**GIVEN TASK:**
Write out each line beneath this one exactly as it reads.

**EXERCISE MATERIALS:**

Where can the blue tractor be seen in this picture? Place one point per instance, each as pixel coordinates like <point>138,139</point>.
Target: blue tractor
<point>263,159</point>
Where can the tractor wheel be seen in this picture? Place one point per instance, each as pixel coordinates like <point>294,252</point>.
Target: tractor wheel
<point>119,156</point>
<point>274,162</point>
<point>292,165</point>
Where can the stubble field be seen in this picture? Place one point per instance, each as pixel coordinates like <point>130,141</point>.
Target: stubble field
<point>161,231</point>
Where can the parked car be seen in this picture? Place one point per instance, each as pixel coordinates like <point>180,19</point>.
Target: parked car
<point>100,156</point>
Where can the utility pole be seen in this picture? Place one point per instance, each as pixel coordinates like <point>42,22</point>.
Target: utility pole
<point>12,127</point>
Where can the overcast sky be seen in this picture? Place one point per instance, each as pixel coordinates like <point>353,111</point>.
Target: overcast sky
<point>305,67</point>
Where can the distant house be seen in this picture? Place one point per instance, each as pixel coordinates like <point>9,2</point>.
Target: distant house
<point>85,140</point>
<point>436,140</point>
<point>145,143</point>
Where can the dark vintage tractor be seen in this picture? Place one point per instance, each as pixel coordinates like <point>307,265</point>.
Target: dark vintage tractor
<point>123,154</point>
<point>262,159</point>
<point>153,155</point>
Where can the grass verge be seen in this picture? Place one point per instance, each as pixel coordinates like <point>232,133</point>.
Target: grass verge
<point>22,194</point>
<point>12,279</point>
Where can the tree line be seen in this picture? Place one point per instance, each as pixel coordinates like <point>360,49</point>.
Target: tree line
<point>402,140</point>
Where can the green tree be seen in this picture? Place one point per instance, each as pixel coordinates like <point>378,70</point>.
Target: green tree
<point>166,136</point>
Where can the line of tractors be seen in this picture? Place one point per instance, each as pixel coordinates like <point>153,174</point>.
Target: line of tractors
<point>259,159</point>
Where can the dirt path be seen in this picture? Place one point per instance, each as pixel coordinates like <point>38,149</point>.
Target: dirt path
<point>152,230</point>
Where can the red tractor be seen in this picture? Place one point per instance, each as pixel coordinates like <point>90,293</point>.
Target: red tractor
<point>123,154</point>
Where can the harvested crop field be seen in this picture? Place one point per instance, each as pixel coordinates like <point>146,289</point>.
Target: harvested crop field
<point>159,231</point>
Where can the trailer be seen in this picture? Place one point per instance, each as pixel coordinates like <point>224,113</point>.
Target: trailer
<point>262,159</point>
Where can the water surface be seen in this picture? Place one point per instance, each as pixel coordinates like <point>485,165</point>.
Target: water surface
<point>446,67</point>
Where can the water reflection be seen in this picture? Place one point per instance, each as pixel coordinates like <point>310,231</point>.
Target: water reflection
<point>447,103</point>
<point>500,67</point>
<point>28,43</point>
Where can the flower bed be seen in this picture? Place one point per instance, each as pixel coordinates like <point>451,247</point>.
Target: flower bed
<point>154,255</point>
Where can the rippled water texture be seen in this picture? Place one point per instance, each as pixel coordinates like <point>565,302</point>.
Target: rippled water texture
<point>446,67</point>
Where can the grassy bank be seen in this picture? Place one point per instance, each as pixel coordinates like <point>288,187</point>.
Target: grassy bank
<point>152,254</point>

**FINAL RESULT:**
Where can the blue tractor be seen in this picture? Place one point per instance, each as pixel coordinates like <point>138,139</point>.
Target: blue tractor
<point>263,159</point>
Where can the tractor wheel be seen in this picture? Place one point per instance, each as pixel coordinates like <point>294,252</point>.
Target: tractor wheel
<point>119,156</point>
<point>274,162</point>
<point>292,165</point>
Where can the stubble field be seen in this picture? Place one point per instance, each as pixel coordinates like <point>130,141</point>.
Target: stubble field
<point>161,231</point>
Where can the parked car be seen in this picture? Place one point per instance, each as pixel coordinates like <point>180,19</point>.
Target: parked car
<point>100,156</point>
Where can the utility pole be seen in this picture? Place one point per instance, each as pixel coordinates like <point>42,22</point>.
Target: utility pole
<point>12,127</point>
Where can the overcast sky be seen in this picture? Place one point per instance, each as pixel coordinates like <point>353,111</point>.
Target: overcast sky
<point>305,67</point>
Where can the distant house be seen in this picture? Place one point per instance, each as pixel coordinates like <point>9,2</point>.
Target: distant house
<point>85,140</point>
<point>436,140</point>
<point>145,143</point>
Where can the dark vintage tractor be seen in this picture? Place one point per instance, each as pixel coordinates like <point>307,265</point>.
Target: dark vintage tractor
<point>123,154</point>
<point>262,159</point>
<point>153,155</point>
Where can the grass verge be seen in this picture? Place one point per instance, each as pixel coordinates like <point>232,133</point>.
Target: grass verge
<point>22,194</point>
<point>12,279</point>
Where can the tree line be seen in this picture? Place one point per instance, each as pixel coordinates like <point>360,49</point>.
Target: tree line
<point>402,140</point>
Where can the green tree be seen in this picture? Place one point per instance, each as pixel coordinates like <point>378,70</point>.
Target: green tree
<point>166,136</point>
Where can the line of tractors be seen in this picture? Place one point per instance, each as pixel coordinates like <point>153,174</point>.
Target: line of tractors
<point>259,159</point>
Where can the dirt path be seen in this picture? Place one point per instance, each as pixel coordinates like <point>38,149</point>.
Target: dirt path
<point>152,230</point>
Where can the red tractor be seen in this picture? Place one point per instance, each as pixel coordinates like <point>90,293</point>.
Target: red tractor
<point>123,154</point>
Where can the harvested crop field be seen in this picture? Place one point per instance, each as pixel coordinates like <point>146,289</point>.
Target: harvested crop field
<point>159,231</point>
Where can the trailer be seen in this picture? Place one point per instance, each as pixel coordinates like <point>224,113</point>.
Target: trailer
<point>262,159</point>
Where can the water surface be seen in this picture? Place one point per instance, each as pixel coordinates like <point>485,165</point>.
Target: water surface
<point>446,67</point>
Where can the water reflection be seen in this picture? Place one point per instance, each as pixel coordinates like <point>310,231</point>.
Target: water reflection
<point>447,103</point>
<point>500,67</point>
<point>28,43</point>
Where can the flower bed be seen in this picture? Place one point per instance, each as pixel coordinates like <point>451,247</point>.
Target: flower bed
<point>154,255</point>
Where can the rippled water texture be seen in this picture? Place one point per instance, each as pixel coordinates like <point>565,302</point>.
Target: rippled water texture
<point>446,67</point>
Where can the grassy bank be seen in this picture? Place one point per instance, each as pixel coordinates like <point>288,187</point>.
Target: grassy bank
<point>152,254</point>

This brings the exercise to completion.